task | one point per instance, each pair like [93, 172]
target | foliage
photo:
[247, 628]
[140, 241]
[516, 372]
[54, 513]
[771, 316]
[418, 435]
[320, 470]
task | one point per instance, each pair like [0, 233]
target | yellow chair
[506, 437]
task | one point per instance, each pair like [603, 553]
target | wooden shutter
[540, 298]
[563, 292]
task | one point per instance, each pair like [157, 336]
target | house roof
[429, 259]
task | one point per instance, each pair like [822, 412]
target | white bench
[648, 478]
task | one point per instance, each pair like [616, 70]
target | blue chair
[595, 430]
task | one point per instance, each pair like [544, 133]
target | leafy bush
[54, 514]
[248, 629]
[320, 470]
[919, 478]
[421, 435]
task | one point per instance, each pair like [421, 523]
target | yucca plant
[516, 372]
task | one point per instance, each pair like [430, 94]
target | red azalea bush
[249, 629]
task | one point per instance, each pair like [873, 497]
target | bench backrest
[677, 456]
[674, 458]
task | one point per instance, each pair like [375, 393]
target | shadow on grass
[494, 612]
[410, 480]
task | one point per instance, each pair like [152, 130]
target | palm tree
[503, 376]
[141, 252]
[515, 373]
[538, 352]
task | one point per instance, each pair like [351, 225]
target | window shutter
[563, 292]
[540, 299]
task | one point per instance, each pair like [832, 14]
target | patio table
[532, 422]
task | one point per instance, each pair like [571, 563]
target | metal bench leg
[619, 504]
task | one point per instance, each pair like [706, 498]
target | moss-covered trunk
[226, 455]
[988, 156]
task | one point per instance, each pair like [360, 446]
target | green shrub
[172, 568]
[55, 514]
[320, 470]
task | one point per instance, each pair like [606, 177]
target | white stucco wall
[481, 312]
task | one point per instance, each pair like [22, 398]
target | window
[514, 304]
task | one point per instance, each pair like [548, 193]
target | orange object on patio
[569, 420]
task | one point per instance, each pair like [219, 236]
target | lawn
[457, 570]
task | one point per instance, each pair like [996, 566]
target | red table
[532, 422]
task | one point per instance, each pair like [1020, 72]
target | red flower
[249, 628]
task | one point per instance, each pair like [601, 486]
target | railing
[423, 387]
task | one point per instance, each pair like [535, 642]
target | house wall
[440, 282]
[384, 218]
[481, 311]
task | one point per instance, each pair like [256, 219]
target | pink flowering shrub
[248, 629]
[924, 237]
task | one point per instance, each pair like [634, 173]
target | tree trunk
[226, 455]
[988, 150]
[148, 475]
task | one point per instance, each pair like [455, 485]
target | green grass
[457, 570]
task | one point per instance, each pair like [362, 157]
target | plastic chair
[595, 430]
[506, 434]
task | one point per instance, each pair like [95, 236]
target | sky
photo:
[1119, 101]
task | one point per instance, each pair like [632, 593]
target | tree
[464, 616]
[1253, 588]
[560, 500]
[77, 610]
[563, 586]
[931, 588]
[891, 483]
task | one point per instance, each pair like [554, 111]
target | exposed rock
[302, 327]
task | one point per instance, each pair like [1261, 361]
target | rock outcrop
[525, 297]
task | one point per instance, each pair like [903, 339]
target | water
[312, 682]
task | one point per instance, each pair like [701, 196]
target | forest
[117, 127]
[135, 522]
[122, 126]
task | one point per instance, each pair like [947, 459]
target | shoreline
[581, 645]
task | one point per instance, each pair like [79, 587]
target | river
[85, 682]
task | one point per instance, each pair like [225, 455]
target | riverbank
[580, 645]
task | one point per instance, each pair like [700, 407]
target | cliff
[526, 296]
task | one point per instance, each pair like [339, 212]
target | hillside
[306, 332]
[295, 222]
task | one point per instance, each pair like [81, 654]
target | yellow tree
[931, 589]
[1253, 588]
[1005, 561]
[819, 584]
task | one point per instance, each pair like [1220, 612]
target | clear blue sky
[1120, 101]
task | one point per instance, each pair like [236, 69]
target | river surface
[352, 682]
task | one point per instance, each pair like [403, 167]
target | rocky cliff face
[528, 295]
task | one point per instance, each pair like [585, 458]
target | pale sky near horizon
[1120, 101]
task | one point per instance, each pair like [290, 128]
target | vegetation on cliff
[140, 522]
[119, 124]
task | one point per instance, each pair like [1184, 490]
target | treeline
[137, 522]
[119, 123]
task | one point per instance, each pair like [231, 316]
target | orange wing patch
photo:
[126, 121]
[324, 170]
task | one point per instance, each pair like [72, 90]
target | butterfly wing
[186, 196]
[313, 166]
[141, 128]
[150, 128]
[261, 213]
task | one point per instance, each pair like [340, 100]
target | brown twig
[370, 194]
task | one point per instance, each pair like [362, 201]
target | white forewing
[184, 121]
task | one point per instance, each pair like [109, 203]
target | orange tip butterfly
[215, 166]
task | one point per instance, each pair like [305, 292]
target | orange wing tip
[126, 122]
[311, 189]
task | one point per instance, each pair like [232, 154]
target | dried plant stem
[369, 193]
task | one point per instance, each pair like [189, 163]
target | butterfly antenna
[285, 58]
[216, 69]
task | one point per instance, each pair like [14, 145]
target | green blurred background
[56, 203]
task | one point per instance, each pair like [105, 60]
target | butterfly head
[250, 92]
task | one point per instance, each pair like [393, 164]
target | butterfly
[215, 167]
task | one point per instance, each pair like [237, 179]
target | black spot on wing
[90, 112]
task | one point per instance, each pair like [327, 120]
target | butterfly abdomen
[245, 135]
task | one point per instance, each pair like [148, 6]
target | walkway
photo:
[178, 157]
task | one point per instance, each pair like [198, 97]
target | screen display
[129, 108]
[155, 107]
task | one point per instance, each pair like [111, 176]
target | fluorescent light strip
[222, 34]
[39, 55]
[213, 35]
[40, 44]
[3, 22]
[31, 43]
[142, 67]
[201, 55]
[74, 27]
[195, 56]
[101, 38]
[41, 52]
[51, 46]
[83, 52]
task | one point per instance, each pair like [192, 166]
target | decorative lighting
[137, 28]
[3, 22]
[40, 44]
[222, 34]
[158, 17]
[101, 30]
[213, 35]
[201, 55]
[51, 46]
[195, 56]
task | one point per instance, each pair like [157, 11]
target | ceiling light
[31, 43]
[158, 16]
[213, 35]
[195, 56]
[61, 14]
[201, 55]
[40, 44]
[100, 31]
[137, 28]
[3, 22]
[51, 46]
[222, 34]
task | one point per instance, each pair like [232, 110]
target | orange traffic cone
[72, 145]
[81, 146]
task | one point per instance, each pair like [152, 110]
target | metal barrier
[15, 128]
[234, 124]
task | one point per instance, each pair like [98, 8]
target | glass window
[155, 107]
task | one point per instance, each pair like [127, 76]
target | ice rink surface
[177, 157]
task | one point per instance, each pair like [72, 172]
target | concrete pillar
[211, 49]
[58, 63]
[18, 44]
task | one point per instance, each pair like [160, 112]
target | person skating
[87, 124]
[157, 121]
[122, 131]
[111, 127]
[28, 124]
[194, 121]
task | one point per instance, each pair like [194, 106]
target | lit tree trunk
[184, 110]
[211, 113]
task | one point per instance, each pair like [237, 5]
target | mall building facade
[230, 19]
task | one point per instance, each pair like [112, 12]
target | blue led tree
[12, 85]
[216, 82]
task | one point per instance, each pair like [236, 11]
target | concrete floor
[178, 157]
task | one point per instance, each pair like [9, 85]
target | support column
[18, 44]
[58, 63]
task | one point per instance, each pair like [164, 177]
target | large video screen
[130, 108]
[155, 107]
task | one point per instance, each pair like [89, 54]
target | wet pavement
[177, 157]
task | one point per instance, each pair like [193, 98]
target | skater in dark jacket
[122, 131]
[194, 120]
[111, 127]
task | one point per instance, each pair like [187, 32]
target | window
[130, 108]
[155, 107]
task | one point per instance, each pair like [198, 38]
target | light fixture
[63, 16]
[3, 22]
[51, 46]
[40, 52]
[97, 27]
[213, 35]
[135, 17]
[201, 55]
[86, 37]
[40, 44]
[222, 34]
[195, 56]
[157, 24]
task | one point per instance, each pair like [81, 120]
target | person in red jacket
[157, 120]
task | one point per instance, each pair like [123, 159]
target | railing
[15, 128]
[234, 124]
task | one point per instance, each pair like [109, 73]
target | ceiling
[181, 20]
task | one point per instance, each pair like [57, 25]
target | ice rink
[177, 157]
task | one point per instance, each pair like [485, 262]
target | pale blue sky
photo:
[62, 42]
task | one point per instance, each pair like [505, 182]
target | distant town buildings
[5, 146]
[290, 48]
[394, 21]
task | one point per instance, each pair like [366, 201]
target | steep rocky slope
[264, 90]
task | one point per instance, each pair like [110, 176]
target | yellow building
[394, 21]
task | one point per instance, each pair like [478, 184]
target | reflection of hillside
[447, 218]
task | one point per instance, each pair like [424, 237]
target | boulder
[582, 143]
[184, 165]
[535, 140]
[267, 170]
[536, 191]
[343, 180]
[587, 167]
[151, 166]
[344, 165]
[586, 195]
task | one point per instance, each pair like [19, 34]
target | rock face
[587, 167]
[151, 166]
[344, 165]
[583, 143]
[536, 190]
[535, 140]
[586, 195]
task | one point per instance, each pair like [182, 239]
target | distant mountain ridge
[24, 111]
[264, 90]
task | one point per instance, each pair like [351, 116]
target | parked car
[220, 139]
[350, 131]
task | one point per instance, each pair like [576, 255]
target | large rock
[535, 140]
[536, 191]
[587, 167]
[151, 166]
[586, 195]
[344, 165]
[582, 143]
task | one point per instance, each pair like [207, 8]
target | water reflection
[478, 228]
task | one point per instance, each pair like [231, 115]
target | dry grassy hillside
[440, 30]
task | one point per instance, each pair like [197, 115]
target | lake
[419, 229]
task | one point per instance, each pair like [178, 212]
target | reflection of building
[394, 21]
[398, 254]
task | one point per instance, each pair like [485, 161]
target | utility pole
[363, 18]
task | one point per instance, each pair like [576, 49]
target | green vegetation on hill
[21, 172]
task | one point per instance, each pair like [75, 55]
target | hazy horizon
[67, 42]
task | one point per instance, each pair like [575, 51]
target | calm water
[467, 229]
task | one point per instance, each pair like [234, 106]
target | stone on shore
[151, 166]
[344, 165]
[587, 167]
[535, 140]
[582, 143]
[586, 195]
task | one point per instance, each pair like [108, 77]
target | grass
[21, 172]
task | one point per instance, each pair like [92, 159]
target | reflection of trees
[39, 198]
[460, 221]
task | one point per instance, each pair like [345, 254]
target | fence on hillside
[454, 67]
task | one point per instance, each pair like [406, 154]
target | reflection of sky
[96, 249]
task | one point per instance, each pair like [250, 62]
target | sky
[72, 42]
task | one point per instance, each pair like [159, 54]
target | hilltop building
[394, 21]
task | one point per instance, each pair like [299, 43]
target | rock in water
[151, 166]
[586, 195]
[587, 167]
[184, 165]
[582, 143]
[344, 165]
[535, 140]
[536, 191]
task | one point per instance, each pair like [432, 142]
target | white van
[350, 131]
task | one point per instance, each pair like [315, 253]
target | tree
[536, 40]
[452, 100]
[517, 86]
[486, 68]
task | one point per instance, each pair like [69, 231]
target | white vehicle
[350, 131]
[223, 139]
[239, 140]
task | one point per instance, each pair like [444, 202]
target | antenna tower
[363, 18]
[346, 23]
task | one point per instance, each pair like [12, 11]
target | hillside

= = = =

*YOUR TASK:*
A word-for-word copy of the lines above from the one with "task | one point per instance, each pair like [109, 73]" through the one with "task | one point per instance, each pair like [505, 182]", inclusive, is the only output wanted.

*RESULT:*
task | one point per instance, each pair like [109, 73]
target | ceiling
[181, 20]
task | one point per instance, each pair like [57, 25]
target | ice rink
[177, 157]
task | one point per instance, each pair like [485, 262]
target | pale blue sky
photo:
[62, 42]
task | one point per instance, each pair like [505, 182]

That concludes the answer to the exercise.